- [Challenge a] Please report how many lines in the records below contain the string "shirt", giving only that number.

- [Reading text]
──────────
Economics serving society

L’évaluation de la taille de l’économie informelle par un système complet de demande estimé sur données monétaires et temporelles

Armagan T. Aktuna Gunes, François Gardes and Christophe Starzec

It is generally considered that informal economic activities are explained by the double motives of avoiding tax and improving living standards. Identifying black markets and how they work, a crucial goal for public authorities, is made difficult by the lack of reliable and accurate statistics. The most frequently used methods for assessing the size of the informal economy are based on macro-economic approaches including studies of the demand for money, tax collection, use of electricity use and other factors of production (1). Thus, the assessments are disparate and do not facilitate the development of appropriate public policy.
In this article, Gunes, Gardes and Starzec study these different modes, and take Turkey as a specific case. Recent comparable estimations of the size of its informal economy vary depending on the methods used, ranging from 3.6 per cent to 130 per cent of the formal economy. Moreover, the hypotheses underpinning these macroeconomic estimations are heavily criticised for their lack of theoretical foundation, which makes the rare studies founded on microeconomic approaches more interesting still. Here, the authors use two microeconomic methods, the first of which is based on direct investigations of the Polish population (2), while the second aims to reveal the revenue deficit shown in the level of household expenditure in Turkey (3). The use of data integrating monetary expenditures and time spent on each activity allows an accurate estimation of the system of consumption functions (4).
──────────
- [Data records]
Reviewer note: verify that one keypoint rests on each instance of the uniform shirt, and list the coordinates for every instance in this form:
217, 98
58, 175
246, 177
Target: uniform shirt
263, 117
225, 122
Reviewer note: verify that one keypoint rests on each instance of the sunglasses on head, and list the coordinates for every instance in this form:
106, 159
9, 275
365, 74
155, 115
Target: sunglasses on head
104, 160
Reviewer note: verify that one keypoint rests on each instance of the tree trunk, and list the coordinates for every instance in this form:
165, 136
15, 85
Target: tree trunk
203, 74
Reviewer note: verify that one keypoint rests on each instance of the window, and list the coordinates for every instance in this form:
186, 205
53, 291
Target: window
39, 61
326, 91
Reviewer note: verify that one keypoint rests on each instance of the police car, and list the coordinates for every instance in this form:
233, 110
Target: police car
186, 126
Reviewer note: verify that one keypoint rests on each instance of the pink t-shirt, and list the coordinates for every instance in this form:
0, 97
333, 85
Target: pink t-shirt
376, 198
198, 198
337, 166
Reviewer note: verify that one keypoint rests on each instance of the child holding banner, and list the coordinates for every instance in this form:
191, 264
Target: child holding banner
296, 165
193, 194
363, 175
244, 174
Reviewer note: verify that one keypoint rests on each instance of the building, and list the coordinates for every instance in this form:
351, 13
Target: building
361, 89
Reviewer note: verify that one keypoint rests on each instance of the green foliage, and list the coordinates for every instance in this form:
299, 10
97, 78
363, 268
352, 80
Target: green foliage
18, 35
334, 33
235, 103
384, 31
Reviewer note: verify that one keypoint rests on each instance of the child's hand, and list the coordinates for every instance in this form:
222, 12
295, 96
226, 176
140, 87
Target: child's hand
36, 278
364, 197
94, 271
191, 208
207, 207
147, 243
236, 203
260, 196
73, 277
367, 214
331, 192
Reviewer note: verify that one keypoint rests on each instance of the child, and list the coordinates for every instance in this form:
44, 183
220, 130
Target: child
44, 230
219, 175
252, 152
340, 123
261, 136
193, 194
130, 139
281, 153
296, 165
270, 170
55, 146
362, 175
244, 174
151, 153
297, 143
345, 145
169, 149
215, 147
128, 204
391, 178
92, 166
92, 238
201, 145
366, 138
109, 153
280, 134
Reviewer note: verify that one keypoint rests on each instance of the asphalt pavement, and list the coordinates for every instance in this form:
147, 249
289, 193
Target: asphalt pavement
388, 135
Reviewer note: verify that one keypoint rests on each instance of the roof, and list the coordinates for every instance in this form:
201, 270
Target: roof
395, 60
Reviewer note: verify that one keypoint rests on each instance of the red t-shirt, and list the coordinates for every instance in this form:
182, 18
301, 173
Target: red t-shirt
──────────
- [Challenge b] Write the next part of the summary of the study on measuring the informal economy, starting after its final sentence above.

- [Expected answer a] 6

- [Expected answer b]
As might be expected, when estimated using complete expenditures (both time and money), the size of the Turkish informal economy is higher than when using approaches based only on monetary expenditures: 40.6 per cent and 33.5 per cent of GDP respectively for the self-employed; and 20.7 per cent and 14.1 per cent for employees. Furthermore, this estimation is also higher than those obtained by more conventional macroeconomic methods (by an average of 35 per cent). The significance of the informal economy in Turkey has sensitive consequences in terms of distribution: in this model, the incorporation of the revenues created by informal activities reduce the indicators of poverty and inequality by around one-third.
(1) For example, the light revealed by satellites images and by dynamic macroeconomic modelling.
(2) Gardes, F ., Starzec, C., 2009, Polish Households’ Behavior in the Regular and Informal Economies, Revue Economique, Sept.
(3) Data obtained by the pairing of an enquiry into family budgets and time budgets.
(4) Pissarides, C., Weber, G., 1989, An Expenditure-Based Estimate of Britain’s Black Economy, Journal of Public Economics, 39, p. 17-32.

Original title of the article : “L’évaluation de la taille de l’économie informelle par un système complet de demande estimé sur données monétaires et temporelles”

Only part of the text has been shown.